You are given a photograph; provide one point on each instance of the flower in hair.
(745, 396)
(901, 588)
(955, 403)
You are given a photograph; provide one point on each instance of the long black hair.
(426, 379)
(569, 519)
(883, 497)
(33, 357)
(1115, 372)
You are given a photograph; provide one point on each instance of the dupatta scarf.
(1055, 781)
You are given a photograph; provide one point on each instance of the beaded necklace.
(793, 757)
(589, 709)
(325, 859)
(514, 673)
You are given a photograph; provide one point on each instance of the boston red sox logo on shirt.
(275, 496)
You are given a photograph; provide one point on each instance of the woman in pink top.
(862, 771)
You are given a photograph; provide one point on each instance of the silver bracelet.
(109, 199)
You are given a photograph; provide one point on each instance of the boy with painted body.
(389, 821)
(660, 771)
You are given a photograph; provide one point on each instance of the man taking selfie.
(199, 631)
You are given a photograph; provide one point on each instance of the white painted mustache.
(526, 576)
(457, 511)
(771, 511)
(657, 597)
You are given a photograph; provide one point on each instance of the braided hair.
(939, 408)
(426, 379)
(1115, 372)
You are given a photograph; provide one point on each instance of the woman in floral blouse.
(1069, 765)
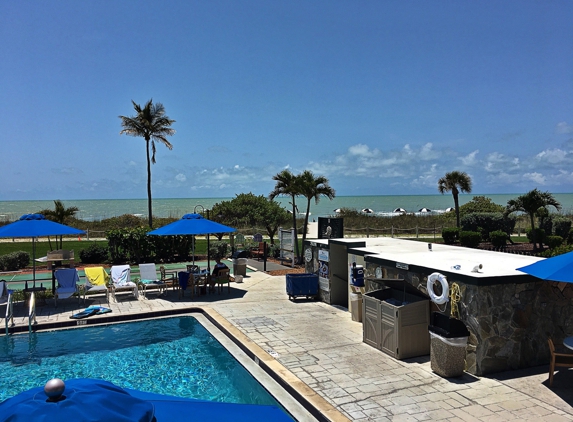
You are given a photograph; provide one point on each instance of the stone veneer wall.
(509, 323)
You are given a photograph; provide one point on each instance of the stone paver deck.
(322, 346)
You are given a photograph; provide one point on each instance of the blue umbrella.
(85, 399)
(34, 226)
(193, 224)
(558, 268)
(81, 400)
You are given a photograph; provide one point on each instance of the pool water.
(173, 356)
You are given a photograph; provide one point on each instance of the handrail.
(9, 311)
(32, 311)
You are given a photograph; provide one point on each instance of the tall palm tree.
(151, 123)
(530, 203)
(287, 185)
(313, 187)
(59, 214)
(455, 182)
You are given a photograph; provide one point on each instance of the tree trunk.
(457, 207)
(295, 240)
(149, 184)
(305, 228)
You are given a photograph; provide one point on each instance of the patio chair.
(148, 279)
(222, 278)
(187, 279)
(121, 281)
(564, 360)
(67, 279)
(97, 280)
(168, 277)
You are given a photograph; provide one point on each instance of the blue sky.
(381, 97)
------------------------
### TASK OBJECTIVE
Copy exactly the line containing "stone paver deck." and each line after it through the end of the records above.

### TASK RESULT
You are given a photograph; provide one point on each instance of the stone paver deck.
(322, 346)
You are given a photograph; provide one point on each instance of the blue umbrella.
(85, 399)
(34, 226)
(193, 224)
(558, 268)
(81, 400)
You are given a photograph; provide one point on each instance of the pool water.
(173, 356)
You are given a photograph; provide one point on each instance of the handrail.
(9, 311)
(32, 311)
You are given a photograph; provide one point on each instance of the tall palm tree.
(151, 123)
(530, 203)
(287, 185)
(313, 187)
(59, 214)
(455, 182)
You are given a photograph; provide one point on each instance of the tree trunk.
(457, 207)
(295, 240)
(149, 184)
(305, 228)
You are given a photograph; provide one point on each instance of the patio chair.
(148, 279)
(222, 278)
(187, 279)
(121, 281)
(564, 360)
(67, 279)
(97, 280)
(168, 277)
You are given a photograph; provide one point on each instance of the blue sky.
(381, 97)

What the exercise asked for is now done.